→ Required work
Please reproduce every record, keeping each one exactly as written.

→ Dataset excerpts

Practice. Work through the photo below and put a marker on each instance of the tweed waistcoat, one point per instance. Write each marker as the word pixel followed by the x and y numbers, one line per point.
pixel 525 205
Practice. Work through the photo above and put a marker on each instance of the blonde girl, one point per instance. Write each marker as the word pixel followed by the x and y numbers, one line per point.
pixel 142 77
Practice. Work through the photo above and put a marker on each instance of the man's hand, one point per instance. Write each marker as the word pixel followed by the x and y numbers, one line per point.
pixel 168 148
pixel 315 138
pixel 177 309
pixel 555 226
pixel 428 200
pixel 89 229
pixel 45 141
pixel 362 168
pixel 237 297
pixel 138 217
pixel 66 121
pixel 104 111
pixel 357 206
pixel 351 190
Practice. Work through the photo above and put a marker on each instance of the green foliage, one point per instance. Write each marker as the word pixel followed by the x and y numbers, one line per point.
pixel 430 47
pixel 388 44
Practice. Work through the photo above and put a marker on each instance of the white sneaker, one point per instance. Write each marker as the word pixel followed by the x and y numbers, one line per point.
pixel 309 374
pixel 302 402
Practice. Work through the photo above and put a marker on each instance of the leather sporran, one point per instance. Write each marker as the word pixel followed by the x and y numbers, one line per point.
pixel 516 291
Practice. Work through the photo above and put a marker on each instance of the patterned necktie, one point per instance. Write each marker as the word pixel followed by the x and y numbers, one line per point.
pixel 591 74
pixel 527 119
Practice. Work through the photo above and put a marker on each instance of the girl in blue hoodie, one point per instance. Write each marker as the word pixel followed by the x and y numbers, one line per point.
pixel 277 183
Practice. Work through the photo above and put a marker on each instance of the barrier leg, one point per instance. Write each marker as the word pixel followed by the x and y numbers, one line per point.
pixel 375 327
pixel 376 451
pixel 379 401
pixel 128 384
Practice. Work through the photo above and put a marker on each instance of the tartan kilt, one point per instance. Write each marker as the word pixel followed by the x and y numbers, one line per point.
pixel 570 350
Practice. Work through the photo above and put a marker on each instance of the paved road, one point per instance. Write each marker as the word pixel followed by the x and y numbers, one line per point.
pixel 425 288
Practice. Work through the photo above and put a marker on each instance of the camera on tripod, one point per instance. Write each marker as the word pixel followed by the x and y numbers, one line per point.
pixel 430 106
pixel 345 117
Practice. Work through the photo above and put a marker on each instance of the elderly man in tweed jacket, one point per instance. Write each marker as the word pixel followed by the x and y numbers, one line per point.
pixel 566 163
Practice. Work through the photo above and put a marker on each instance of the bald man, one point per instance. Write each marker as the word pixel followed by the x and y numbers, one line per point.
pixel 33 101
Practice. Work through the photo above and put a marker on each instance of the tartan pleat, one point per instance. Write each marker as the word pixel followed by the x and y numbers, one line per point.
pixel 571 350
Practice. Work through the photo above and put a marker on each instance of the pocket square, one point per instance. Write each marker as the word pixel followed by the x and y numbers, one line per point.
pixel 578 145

→ Answer to the exercise
Practice. Work through the photo below and put a marker on each instance of the tweed waistcoat, one point per instance. Write each marker as the word pixel followed by the x and y numbers, one line per point.
pixel 525 205
Practice. Work through the photo above and put a marker on each instance of the blonde girl, one point per instance. Write each marker as the word pixel followed by the x and y numbers, one line per point.
pixel 142 77
Practice. Work through the photo above and put a marker on each instance of the man's hand, one point per instance. Write each marker as the word pixel followed by the x and y numbers, one line per point.
pixel 168 148
pixel 315 138
pixel 177 309
pixel 555 226
pixel 428 200
pixel 89 229
pixel 45 141
pixel 362 168
pixel 237 297
pixel 138 217
pixel 66 121
pixel 104 111
pixel 357 206
pixel 351 190
Practice. Work through the photo above and put a marker on each instance of the green foliage, one point per instance. Write each marker as the word pixel followed by the x and y numbers, one line per point.
pixel 430 47
pixel 388 44
Practice. Work through the photo above and put a marker on each instance of the white sneaker, one point per instance. Write each marker as the word pixel followed by the x and y numbers, one line per point.
pixel 309 374
pixel 302 402
Practice. Work through the photo above and put a marker on each instance of the leather sporran, one point per instance. Write each marker as the word pixel followed by the x and y numbers, one line per point.
pixel 516 291
Practice. Work through the photo above and put a marker on each instance of the patterned necktie, one point per instance. Write each marker as the word pixel followed by the x and y numbers, one line per point.
pixel 591 74
pixel 527 119
Practice. Work through the photo above and put a marker on each instance of the girl in blue hoodie, one point per instance. Write each marker as the word pixel followed by the x and y numbers, one line per point.
pixel 277 183
Practice. Work through the photo above and put a marker on each instance of the barrier leg, one point per instance. Write each marker as the word pixel followed by the x and y numbers, one line per point.
pixel 375 327
pixel 376 451
pixel 379 401
pixel 128 384
Practice. Work through the photo above and put a marker on each instance of the tartan kilt, one point per instance. Write each marker as the word pixel followed by the x and y numbers, one line per point.
pixel 570 350
Practice. Work through the photo above and put a marker on each instance of the paved road, one point per instance. Write each marker as the word pixel followed by the x and y numbers, one line per point.
pixel 425 288
Practice. Work through the photo above and put a marker on each instance of the camera on tripod, one point per instance. Write each marker as the word pixel followed by the x and y numbers, one line per point.
pixel 430 106
pixel 345 117
Practice. Work through the photo above and put a marker on each instance of the elderly man in tweed jacket, one point per instance. Write each marker as the word pixel followed by the x and y numbers, one line per point.
pixel 566 163
Practice. Work through the photo above and put a marker on each instance of the bald man, one point per instance. Write each marker as the word pixel followed by the x and y numbers, one line per point.
pixel 33 101
Practice. Work through the photo above and put a marker on each instance of the tartan pleat, one point per instance. Write each marker as the word pixel followed by the x and y numbers, one line per point.
pixel 571 350
Practice. Work through the photo above and put a marker on each instance of the pocket square, one point per instance. Write each marker as the word pixel followed by the x and y numbers, one line per point.
pixel 578 145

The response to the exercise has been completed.